- [Quoted passage]
□ □ □ □ □

Let \(G = (V, E)\) be the given graph for the vertex cover problem, with \(n = |V|\) and \(m = |E|\). We construct a SyDS \(\mathcal {S}\) = \((H(V_H, E_H), \mathcal {F})\) as follows. The vertex set \(V_H\) consists of three pairwise disjoint groups of nodes denoted by \(X\), \(Y\) and \(Z\). The set \(X =\{x_1, x_2, \ldots , x_t\}\) consists of \(t\) nodes all of which are initially 1. The set \(Y = \{y_1, y_2, \ldots , y_n\}\) contains a node for each member of \(V\). Let \(\alpha = \lceil \rho (n-k) \rceil + k+1\). The set \(Z = \{z_1, z_2, \ldots , z_{\alpha m}\}\) contains a total of \(\alpha m\) nodes, with \(\alpha \) nodes corresponding to each edge of \(G\). All the nodes in \(Y \cup Z\) are initially 0. The edges in \(E_H\) are as follows.

  1. (a)

    Each node in \(Y\) is adjacent to each node in \(X\).

  2. (b)

□ □ □ □ □

- [Provided material]
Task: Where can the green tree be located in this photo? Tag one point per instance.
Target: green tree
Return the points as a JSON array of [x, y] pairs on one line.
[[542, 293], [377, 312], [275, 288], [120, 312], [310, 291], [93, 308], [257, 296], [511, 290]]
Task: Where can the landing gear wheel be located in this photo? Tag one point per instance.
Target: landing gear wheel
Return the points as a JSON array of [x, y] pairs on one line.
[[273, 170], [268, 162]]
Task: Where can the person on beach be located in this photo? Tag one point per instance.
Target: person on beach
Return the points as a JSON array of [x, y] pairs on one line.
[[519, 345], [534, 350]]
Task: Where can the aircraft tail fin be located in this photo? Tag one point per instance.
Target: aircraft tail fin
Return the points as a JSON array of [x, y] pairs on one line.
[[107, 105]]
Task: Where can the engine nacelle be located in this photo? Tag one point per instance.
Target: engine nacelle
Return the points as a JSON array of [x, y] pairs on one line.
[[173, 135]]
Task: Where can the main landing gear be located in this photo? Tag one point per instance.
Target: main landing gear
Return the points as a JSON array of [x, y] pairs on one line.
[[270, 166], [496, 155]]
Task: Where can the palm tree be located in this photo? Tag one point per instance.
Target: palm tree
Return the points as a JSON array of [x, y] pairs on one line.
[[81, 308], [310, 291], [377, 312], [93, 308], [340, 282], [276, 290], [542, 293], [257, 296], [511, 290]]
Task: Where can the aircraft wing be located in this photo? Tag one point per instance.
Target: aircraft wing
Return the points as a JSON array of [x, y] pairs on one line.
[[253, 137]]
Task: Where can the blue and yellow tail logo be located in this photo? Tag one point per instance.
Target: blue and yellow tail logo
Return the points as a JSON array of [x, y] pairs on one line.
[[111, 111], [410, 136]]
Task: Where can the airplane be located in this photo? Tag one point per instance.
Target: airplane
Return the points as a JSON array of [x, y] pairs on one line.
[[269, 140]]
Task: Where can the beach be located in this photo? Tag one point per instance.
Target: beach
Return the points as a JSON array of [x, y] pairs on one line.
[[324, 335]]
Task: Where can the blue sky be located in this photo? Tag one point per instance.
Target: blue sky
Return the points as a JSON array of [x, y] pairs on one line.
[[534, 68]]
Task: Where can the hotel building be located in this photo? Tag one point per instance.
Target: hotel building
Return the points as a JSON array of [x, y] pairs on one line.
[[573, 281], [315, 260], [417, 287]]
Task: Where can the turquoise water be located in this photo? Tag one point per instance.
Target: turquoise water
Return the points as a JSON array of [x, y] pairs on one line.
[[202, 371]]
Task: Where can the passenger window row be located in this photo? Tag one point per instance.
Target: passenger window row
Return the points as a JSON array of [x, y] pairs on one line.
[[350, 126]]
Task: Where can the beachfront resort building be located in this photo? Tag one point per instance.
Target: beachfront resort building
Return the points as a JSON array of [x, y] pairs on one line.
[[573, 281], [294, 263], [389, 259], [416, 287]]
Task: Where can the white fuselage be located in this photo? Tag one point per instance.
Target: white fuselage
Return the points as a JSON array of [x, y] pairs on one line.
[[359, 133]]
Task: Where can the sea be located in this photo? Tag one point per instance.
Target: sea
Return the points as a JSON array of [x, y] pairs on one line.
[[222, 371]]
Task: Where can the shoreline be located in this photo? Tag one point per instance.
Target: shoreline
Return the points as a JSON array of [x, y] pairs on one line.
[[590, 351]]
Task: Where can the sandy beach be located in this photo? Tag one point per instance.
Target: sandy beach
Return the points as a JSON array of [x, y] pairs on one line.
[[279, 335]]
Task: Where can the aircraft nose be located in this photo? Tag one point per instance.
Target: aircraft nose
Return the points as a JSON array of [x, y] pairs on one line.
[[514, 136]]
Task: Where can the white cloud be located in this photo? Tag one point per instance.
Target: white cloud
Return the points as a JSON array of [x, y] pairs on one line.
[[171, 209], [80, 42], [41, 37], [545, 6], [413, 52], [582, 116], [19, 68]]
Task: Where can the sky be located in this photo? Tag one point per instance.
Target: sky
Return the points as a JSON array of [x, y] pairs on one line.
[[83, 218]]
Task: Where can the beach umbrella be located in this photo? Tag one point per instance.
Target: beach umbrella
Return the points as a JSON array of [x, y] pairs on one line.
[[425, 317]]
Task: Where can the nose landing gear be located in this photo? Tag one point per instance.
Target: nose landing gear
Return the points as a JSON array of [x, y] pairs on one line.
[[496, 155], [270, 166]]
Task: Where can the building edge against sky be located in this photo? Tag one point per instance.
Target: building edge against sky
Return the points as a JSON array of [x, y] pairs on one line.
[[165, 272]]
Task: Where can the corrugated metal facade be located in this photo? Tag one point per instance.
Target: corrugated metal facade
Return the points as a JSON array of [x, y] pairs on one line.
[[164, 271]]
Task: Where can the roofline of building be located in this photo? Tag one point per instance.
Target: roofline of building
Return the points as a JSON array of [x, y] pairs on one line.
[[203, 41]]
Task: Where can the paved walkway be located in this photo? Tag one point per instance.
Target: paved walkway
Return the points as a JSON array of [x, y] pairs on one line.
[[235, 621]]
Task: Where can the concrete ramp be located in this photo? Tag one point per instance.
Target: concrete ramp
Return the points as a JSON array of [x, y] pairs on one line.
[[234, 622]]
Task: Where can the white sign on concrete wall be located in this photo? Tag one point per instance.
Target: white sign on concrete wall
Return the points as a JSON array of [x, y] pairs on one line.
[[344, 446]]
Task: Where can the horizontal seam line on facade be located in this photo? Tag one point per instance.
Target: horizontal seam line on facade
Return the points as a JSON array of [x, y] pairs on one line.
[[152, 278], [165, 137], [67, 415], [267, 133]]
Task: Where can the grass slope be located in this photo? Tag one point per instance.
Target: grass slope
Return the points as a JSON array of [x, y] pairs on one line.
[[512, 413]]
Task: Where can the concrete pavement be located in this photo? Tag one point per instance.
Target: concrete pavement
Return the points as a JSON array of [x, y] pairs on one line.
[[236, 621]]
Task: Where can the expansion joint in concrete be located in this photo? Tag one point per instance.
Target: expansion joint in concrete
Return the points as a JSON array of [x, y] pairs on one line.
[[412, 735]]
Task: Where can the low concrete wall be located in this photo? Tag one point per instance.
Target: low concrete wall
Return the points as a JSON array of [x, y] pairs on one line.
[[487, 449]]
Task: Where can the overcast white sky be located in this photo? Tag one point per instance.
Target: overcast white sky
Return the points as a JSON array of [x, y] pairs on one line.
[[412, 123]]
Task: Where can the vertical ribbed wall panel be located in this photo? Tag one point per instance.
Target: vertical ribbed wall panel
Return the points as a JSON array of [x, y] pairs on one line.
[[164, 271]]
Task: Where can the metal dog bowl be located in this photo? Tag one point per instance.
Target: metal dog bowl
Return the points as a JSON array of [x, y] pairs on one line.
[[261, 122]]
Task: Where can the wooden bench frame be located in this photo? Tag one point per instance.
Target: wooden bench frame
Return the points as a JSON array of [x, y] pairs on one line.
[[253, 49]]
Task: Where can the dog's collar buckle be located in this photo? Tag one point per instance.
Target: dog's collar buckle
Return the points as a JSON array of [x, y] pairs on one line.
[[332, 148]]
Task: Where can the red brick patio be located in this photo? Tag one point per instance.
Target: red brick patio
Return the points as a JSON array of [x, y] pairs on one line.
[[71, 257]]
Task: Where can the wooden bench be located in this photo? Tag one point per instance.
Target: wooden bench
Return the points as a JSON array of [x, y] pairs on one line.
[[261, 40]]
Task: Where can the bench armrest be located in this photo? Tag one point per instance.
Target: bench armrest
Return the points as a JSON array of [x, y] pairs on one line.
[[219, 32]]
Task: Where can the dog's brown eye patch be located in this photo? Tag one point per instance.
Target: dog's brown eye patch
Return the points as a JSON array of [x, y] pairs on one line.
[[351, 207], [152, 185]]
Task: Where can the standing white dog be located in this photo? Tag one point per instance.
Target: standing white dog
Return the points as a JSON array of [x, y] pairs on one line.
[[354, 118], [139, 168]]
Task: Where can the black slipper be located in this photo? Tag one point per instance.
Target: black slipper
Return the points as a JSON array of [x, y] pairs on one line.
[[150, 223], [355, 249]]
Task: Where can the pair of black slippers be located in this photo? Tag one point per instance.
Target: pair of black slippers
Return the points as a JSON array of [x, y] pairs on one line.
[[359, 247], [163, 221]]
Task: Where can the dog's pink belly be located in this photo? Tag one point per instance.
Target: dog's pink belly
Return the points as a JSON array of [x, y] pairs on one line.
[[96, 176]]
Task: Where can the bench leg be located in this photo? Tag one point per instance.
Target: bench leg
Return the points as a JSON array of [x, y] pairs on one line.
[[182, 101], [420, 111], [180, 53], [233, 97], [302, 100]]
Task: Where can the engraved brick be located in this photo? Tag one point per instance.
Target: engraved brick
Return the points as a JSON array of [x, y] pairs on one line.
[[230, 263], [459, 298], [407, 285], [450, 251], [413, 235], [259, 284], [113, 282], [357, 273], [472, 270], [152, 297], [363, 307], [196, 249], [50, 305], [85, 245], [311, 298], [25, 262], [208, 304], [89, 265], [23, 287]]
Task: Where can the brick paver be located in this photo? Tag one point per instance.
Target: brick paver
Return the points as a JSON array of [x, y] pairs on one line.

□ □ □ □ □

- [Stated problem A] Duplicate the part of the vertex cover construction between "Let \(G = (V, E)\)" and "node in \(X\).", inclusive.
- [Stated problem B]
Answer these about the vertex cover construction:
(i) What letters name the three groups of nodes in the vertex set?
(ii) What value do all the nodes in the first group start with?
(iii) Under item (a), which nodes is each node in Y adjacent to?

- [Expected output A]
Let \(G = (V, E)\) be the given graph for the vertex cover problem, with \(n = |V|\) and \(m = |E|\). We construct a SyDS \(\mathcal {S}\) = \((H(V_H, E_H), \mathcal {F})\) as follows. The vertex set \(V_H\) consists of three pairwise disjoint groups of nodes denoted by \(X\), \(Y\) and \(Z\). The set \(X =\{x_1, x_2, \ldots , x_t\}\) consists of \(t\) nodes all of which are initially 1. The set \(Y = \{y_1, y_2, \ldots , y_n\}\) contains a node for each member of \(V\). Let \(\alpha = \lceil \rho (n-k) \rceil + k+1\). The set \(Z = \{z_1, z_2, \ldots , z_{\alpha m}\}\) contains a total of \(\alpha m\) nodes, with \(\alpha \) nodes corresponding to each edge of \(G\). All the nodes in \(Y \cup Z\) are initially 0. The edges in \(E_H\) are as follows.

  1. (a)

    Each node in \(Y\) is adjacent to each node in \(X\).

- [Expected output B]
(i) X, Y and Z
(ii) 1
(iii) Each node in X